══ TASK DATA ══
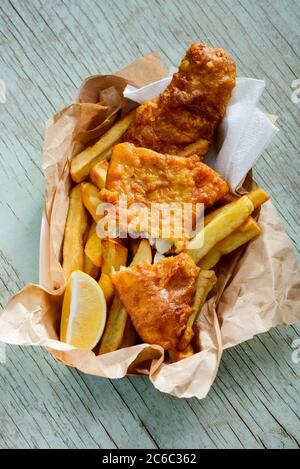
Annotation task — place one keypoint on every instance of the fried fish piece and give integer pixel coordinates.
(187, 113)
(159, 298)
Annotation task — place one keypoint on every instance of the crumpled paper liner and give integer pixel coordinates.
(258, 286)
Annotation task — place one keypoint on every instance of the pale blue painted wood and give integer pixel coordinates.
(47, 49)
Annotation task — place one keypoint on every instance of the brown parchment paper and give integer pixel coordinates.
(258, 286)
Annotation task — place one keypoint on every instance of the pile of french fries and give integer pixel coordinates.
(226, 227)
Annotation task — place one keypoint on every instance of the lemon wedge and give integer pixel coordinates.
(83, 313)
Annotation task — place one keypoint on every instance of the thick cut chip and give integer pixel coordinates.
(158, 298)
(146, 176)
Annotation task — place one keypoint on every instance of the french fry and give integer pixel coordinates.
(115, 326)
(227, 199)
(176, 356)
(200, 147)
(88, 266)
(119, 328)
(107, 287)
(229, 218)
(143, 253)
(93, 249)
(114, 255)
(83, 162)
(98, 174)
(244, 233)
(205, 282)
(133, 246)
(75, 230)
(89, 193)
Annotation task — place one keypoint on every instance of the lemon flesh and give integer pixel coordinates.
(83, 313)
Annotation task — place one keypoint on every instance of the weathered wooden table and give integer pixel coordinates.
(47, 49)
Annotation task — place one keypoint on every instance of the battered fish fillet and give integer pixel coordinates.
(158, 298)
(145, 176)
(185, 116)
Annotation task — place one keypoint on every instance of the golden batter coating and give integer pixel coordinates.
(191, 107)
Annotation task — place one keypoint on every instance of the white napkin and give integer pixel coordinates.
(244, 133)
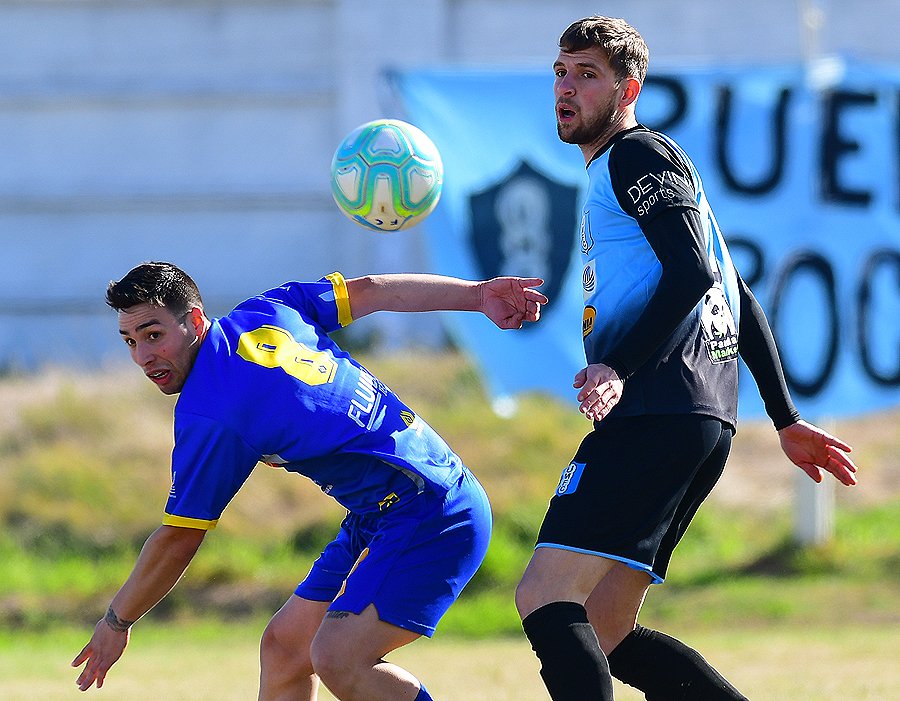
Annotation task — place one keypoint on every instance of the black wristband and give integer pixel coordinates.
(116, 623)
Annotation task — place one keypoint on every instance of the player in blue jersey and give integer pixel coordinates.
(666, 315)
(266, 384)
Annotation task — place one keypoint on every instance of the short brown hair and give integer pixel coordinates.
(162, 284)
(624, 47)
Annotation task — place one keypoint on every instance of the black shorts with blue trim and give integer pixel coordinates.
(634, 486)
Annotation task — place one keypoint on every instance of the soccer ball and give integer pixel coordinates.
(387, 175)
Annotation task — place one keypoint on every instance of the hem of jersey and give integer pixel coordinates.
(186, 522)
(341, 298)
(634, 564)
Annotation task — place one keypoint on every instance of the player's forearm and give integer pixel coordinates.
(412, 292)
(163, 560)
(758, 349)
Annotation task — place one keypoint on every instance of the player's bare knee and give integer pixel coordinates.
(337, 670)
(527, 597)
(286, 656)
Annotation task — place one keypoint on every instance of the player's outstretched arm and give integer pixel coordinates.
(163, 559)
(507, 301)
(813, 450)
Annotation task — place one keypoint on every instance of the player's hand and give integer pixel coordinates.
═══
> [INSTRUCTIONS TO FOLLOW]
Write out every entry above word for word, from the first to the last, and leave the pictures out.

> [TASK RESULT]
Annotation task — place one keypoint on every instance of the fried fish piece and give integer pixel coordinates.
(187, 113)
(159, 298)
Annotation task — place one keypoint on every instance of the crumpled paper liner and give integer pixel coordinates.
(258, 286)
Annotation task — place one keypoint on every instance of the pale blue painted wood and give integer pixel coordinates.
(47, 49)
Annotation task — place one keypoint on every instance of the brown parchment paper and give integer pixel coordinates.
(258, 286)
Annotation task — place one keypoint on every instance of the pile of french fries and give integer pixel coordinates.
(226, 227)
Annotation task — place one keypoint on every instance of the lemon wedge and give integer pixel coordinates.
(83, 313)
Annotation task — place one keypoint on every instance of the thick cut chip and give integer pixel coordinates.
(158, 298)
(146, 176)
Annotation task — place one keypoint on every instance of the french fry and give integer pixel coordinates.
(115, 326)
(227, 199)
(176, 356)
(200, 147)
(88, 266)
(119, 328)
(107, 287)
(229, 218)
(143, 253)
(93, 249)
(114, 255)
(83, 162)
(98, 174)
(244, 233)
(205, 282)
(133, 246)
(75, 230)
(89, 193)
Annotation task — place one keypoint on every instance of the lemon flesh and give integer pixel coordinates.
(83, 313)
Annotation task — place one keypoint on every instance of the weathered wooden table and give integer pixel coordinates.
(47, 49)
Annotation task — place one keypoint on every instance of the battered fish fillet and give integer pixel coordinates.
(158, 298)
(145, 176)
(185, 116)
Annotation task — place one keypoint on every instance of the golden batter coating and give integer pixel coordinates.
(191, 107)
Annotation task — place one keypoint on every instance of the white napkin and give integer pixel coordinates.
(244, 133)
Annotation task — place one keypoint on every instance of the black wristband and give integer pixel coordinates.
(116, 623)
Annotation task — place one keypoint on every instance of the player in blue jersey and give integer pixel coordinates.
(666, 315)
(266, 384)
Annotation task — place one keypoint on every instance of the short brown hair and give integer pixel coordinates.
(162, 284)
(624, 47)
Annotation task — place one keypoint on every instance of the black shorts with blue trim and give integer pixel coordinates.
(634, 486)
Annotation task — place one keypoint on every instance of the soccer ball and give integer pixel coordinates.
(387, 175)
Annotation task — place one keypoint on every instance of the hem of jersey and give integer pixel coordinates.
(186, 522)
(341, 298)
(634, 564)
Annotation task — place one keypoint on every instance of the player's forearm and give integer pixel coordinates.
(412, 292)
(163, 560)
(758, 349)
Annotation task — place one keypoint on every instance of the player's bare knee and give integer pixel coordinates.
(337, 670)
(527, 597)
(286, 656)
Annotation task — place one keypoint on every instance of the player's outstretched arm and give integer pixel coordinates.
(163, 559)
(507, 301)
(813, 450)
Annotation task — place one keypoint on every instance of the player's hand and give integer pixel coordinates.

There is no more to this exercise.